■ **题目要求**
按照下面的原文摘录,就绪的是OP_CONNECT时,如果不移除该标记,会出现什么后果?

■ **原文摘录**
Netty源码分析 (七)----- read过程 源码分析
在上一篇文章中,我们分析了processSelectedKey这个方法中的accept过程,本文将分析一下work线程中的read过程。
private static void processSelectedKey(SelectionKey k, AbstractNioChannel ch) { final NioUnsafe unsafe = ch.unsafe(); //检查该SelectionKey是否有效,如果无效,则关闭channel if (!k.isValid()) { // close the channel if the key is not valid anymore unsafe.close(unsafe.voidPromise()); return; } try { int readyOps = k.readyOps(); // Also check for readOps of 0 to workaround possible JDK bug which may otherwise lead // to a spin loop // 如果准备好READ或ACCEPT则触发unsafe.read() ,检查是否为0,如上面的源码英文注释所说:解决JDK可能会产生死循环的一个bug。 if ((readyOps & (SelectionKey.OP_READ | SelectionKey.OP_ACCEPT)) != 0 || readyOps == 0) { unsafe.read(); if (!ch.isOpen()) {//如果已经关闭,则直接返回即可,不需要再处理该channel的其他事件 // Connection already closed - no need to handle write. return; } } // 如果准备好了WRITE则将缓冲区中的数据发送出去,如果缓冲区中数据都发送完成,则清除之前关注的OP_WRITE标记 if ((readyOps & SelectionKey.OP_WRITE) != 0) { // Call forceFlush which will also take care of clear the OP_WRITE once there is nothing left to write ch.unsafe().forceFlush(); } // 如果是OP_CONNECT,则需要移除OP_CONNECT否则Selector.select(timeout)将立即返回不会有任何阻塞,这样可能会出现cpu 100% if ((readyOps & SelectionKey.OP_CONNECT) != 0) { // remove OP_CONNECT as otherwise Selector.select(..) will always return without blocking // See https://github.com/netty/netty/issues/924 int ops = k.interestOps(); ops &= ~SelectionKey.OP_CONNECT; k.interestOps(ops); unsafe.finishConnect(); } } catch (CancelledKeyException ignored) { unsafe.close(unsafe.voidPromise()); } }
该方法主要是对SelectionKey k进行了检查,有如下几种不同的情况
1)OP_ACCEPT,接受客户端连接
2)OP_READ, 可读事件, 即 Channel 中收到了新数据可供上层读取。

■ **所给资料**
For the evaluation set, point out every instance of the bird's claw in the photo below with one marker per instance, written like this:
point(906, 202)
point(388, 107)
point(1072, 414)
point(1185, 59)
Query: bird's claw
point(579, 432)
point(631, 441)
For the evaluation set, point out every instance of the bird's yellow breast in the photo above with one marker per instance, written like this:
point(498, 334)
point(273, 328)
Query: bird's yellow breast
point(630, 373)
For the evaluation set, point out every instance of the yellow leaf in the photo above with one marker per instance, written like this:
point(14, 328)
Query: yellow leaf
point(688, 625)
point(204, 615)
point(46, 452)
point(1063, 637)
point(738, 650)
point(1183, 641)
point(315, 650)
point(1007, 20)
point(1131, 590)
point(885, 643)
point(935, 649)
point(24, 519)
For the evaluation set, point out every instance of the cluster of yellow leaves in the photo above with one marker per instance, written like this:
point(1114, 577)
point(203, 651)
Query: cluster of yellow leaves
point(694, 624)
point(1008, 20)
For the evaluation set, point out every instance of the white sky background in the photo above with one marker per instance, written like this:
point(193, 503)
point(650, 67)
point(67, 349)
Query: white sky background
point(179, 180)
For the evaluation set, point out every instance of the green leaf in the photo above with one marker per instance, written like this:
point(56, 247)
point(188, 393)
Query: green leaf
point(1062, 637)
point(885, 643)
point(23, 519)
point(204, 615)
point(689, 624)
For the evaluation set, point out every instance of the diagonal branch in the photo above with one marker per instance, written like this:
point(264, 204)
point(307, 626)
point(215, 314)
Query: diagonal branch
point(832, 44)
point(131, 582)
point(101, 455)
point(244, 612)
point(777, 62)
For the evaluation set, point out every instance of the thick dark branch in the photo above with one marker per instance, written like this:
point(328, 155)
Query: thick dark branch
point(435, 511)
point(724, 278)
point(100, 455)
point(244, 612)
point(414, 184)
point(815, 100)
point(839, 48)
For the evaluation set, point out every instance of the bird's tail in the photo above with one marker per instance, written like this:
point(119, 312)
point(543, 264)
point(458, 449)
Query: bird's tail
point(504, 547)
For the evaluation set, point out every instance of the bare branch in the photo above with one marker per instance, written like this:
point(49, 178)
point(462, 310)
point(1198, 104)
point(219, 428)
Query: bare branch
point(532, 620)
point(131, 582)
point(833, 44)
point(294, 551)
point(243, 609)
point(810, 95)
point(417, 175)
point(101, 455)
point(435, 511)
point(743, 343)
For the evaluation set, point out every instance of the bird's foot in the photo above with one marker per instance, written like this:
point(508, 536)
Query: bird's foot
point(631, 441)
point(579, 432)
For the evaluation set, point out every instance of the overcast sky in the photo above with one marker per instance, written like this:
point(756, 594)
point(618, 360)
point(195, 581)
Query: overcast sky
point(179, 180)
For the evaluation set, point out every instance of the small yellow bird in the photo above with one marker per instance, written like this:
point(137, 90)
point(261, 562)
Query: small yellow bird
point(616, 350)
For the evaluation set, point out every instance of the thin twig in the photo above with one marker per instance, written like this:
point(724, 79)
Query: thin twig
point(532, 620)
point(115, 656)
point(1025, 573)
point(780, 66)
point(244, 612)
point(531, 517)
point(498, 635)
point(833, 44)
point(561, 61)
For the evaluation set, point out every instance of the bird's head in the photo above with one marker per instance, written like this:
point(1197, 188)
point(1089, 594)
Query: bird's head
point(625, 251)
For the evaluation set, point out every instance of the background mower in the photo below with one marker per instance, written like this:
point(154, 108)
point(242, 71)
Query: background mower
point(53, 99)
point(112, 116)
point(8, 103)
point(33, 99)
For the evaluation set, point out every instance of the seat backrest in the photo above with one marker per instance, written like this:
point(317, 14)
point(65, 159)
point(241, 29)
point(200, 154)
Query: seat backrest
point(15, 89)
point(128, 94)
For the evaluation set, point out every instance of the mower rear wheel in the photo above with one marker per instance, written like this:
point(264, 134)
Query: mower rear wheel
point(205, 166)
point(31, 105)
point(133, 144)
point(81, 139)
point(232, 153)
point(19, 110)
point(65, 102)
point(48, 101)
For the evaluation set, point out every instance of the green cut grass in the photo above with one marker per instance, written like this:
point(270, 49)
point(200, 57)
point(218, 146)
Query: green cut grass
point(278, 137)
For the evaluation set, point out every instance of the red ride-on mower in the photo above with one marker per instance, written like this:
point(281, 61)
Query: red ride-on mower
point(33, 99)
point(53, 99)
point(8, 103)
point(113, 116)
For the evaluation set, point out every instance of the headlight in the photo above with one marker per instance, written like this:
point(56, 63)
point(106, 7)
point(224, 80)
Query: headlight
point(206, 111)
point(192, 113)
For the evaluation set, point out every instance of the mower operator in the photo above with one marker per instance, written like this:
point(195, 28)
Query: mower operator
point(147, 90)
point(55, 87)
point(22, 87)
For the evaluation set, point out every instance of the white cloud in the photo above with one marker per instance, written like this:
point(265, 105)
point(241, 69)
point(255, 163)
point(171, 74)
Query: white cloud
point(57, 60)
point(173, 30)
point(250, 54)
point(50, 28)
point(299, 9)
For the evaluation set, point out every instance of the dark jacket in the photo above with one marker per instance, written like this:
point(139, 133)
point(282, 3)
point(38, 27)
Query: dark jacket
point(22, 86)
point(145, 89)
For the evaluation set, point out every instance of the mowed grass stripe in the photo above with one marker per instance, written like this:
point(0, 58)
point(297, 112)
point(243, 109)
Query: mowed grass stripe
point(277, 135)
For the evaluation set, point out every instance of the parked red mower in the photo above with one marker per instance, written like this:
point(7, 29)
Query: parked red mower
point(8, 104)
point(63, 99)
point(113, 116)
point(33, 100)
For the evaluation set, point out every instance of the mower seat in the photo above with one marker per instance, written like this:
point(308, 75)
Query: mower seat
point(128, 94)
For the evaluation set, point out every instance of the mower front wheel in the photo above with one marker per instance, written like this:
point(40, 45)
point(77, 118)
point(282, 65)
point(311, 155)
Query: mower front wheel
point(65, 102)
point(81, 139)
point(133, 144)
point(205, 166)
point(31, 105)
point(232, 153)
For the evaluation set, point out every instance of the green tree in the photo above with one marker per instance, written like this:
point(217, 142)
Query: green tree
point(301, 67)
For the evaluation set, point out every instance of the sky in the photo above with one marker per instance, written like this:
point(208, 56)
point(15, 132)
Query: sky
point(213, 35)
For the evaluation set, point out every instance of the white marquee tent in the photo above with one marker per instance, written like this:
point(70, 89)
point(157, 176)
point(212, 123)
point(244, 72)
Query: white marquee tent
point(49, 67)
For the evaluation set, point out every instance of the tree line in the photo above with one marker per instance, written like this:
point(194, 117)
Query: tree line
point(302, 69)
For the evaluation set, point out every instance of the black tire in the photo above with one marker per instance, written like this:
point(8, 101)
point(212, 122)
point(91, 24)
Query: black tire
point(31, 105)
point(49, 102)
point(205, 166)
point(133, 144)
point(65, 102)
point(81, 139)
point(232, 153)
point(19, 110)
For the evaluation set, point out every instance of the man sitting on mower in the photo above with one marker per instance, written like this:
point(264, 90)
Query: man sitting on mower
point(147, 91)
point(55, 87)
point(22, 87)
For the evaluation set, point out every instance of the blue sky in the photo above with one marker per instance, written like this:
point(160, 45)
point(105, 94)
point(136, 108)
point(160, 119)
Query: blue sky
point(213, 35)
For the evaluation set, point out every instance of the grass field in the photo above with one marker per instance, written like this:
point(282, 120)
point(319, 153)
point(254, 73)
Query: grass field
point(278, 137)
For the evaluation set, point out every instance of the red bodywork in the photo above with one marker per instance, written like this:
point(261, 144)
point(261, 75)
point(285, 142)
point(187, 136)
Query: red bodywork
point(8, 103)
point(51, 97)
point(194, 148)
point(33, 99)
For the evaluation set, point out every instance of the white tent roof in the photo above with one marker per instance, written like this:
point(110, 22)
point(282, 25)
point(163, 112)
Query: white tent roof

■ **参考答案**
Selector.select(timeout)会立即返回而不阻塞,可能导致CPU占用达到100%。